Below are records; count the lines among them that include the string "instance", and state only the number.

------------

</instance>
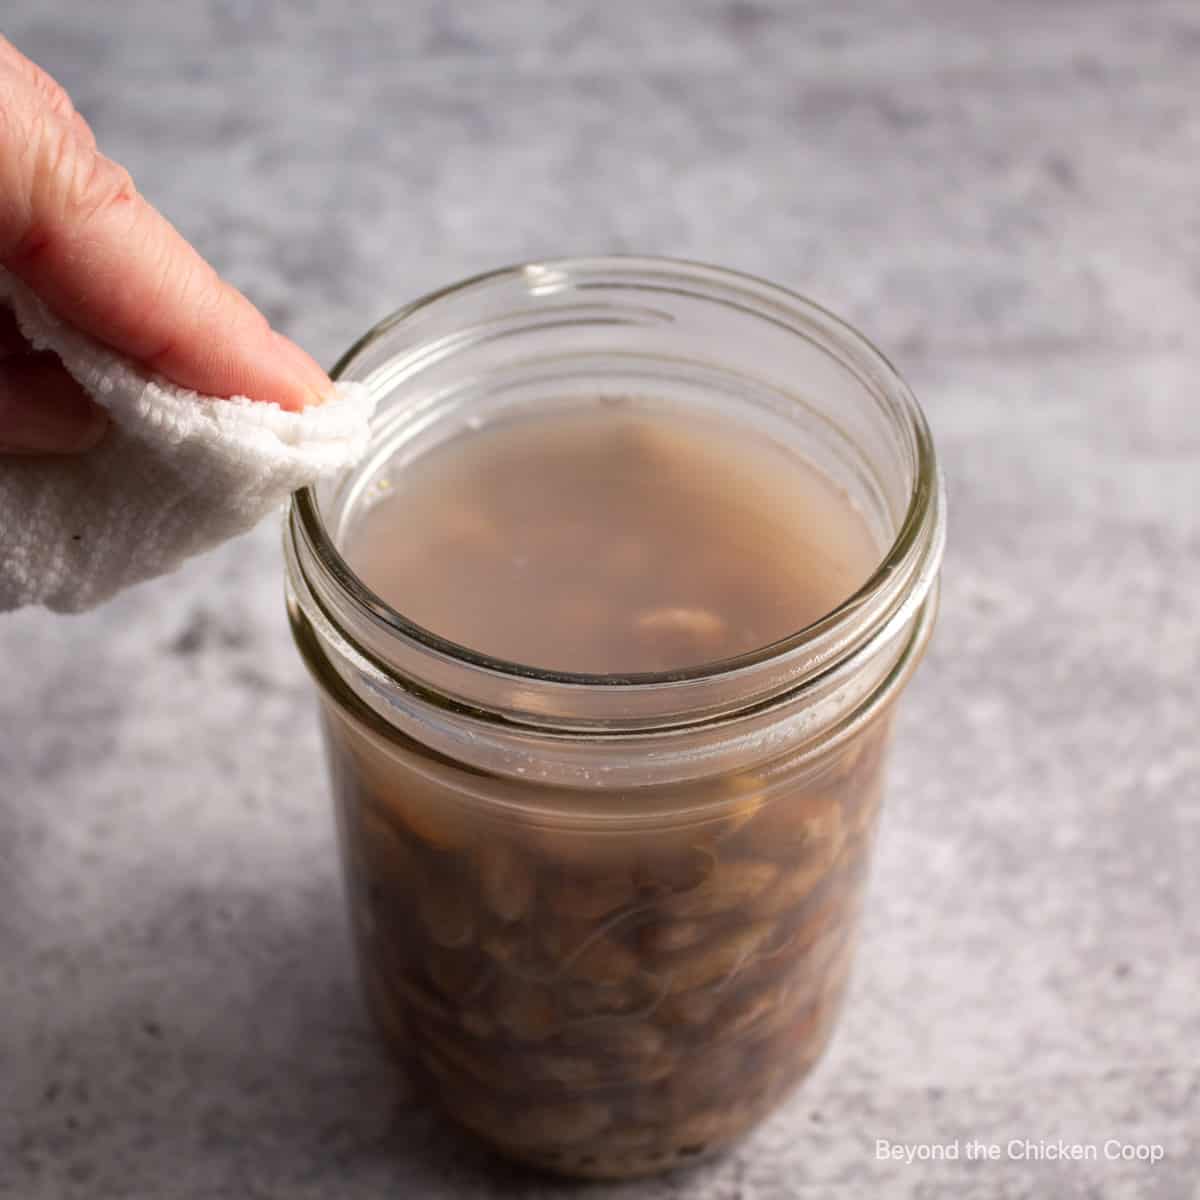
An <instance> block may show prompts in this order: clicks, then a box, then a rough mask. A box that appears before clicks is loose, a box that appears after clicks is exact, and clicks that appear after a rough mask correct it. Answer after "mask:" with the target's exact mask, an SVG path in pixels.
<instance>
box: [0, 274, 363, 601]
mask: <svg viewBox="0 0 1200 1200" xmlns="http://www.w3.org/2000/svg"><path fill="white" fill-rule="evenodd" d="M0 304H7V305H10V306H11V307H12V310H13V312H14V313H16V317H17V323H18V326H19V328H20V331H22V334H23V335H24V336H25V337H26V338H28V340H29V341H30V343H31V344H32V346H34V348H35V349H46V350H53V352H54V353H55V354H56V355H58V356H59V358H60V359H61V360H62V364H64V366H65V367H66V368H67V371H70V372H71V374H72V376H73V377H74V378H76V379H77V380H78V382H79V383H80V384H82V385H83V386H84V388H85V389H86V390H88V392H89V394H90V395H91V396H92V397H94V398H95V400H96V402H97V403H100V404H102V406H103V407H104V408H106V409H108V413H109V416H110V419H112V426H110V428H109V430H108V432H107V433H106V434H104V438H103V440H102V442H101V444H100V445H98V446H96V449H94V450H90V451H88V452H86V454H82V455H74V456H68V457H58V456H55V457H37V458H25V457H18V456H4V455H0V611H5V610H10V608H19V607H22V606H23V605H34V604H41V605H46V607H48V608H53V610H55V611H56V612H79V611H82V610H84V608H90V607H94V606H95V605H97V604H101V602H102V601H104V600H107V599H108V598H109V596H112V595H113V593H115V592H118V590H120V589H121V588H126V587H128V586H130V584H132V583H138V582H140V581H143V580H149V578H152V577H154V576H156V575H163V574H166V572H167V571H172V570H174V569H175V568H176V566H179V564H180V563H181V562H182V560H184V559H185V558H190V557H191V556H192V554H198V553H200V552H202V551H205V550H209V548H211V547H212V546H216V545H217V544H218V542H222V541H224V540H226V539H228V538H232V536H234V534H239V533H242V532H245V530H246V529H250V528H251V526H253V524H256V523H257V522H258V521H259V520H262V517H264V516H265V515H266V514H269V512H271V511H272V510H274V509H277V508H278V506H280V504H282V503H283V500H286V499H287V497H288V494H289V493H290V492H293V491H295V490H296V488H298V487H304V486H306V485H308V484H312V482H314V481H316V480H317V479H318V478H320V476H324V475H329V474H336V473H337V472H341V470H343V469H346V468H347V467H349V466H352V464H353V463H354V462H355V461H356V460H358V458H359V457H361V455H362V454H364V451H365V450H366V445H367V436H368V421H370V418H371V410H372V408H373V400H372V398H371V396H370V395H368V392H367V390H366V389H365V388H364V386H362V385H361V384H338V385H337V395H336V397H335V398H332V400H330V401H328V402H326V403H324V404H318V406H316V407H312V408H307V409H305V410H304V412H301V413H287V412H284V410H283V409H281V408H280V407H278V406H277V404H263V403H257V402H254V401H252V400H248V398H247V397H245V396H238V397H234V398H233V400H218V398H216V397H211V396H200V395H198V394H197V392H194V391H188V390H187V389H185V388H176V386H175V385H174V384H172V383H168V382H167V380H164V379H162V378H158V377H152V376H149V374H146V373H145V372H144V371H142V370H140V368H139V367H138V366H137V365H136V364H133V362H132V361H130V360H128V359H126V358H124V356H122V355H120V354H116V353H115V352H114V350H110V349H108V348H107V347H104V346H101V344H100V343H98V342H96V341H95V340H94V338H91V337H88V336H86V335H84V334H82V332H80V331H79V330H77V329H74V328H72V326H71V325H67V324H66V323H65V322H62V320H60V319H59V318H56V317H55V316H54V314H53V313H52V312H50V311H49V310H48V308H47V307H46V305H43V304H42V302H41V300H38V298H37V296H35V295H34V294H32V293H31V292H30V290H29V289H28V288H26V287H25V286H24V284H23V283H20V281H19V280H17V278H14V277H13V276H12V275H10V274H8V272H6V271H2V270H0Z"/></svg>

------------

**Result of the exercise**.
3